**What the exercise asks:** Reproduce each of the following rows word for word.
-- START OF Records for the exercise --
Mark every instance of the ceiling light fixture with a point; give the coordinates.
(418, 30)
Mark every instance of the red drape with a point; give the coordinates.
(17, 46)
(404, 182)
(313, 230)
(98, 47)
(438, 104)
-- END OF Records for the exercise --
**Answer:**
Mark every instance of the ceiling light fixture with a point; give the coordinates.
(418, 30)
Mark every instance of the red drape with a point; give the coordinates.
(17, 46)
(404, 182)
(313, 230)
(98, 47)
(438, 104)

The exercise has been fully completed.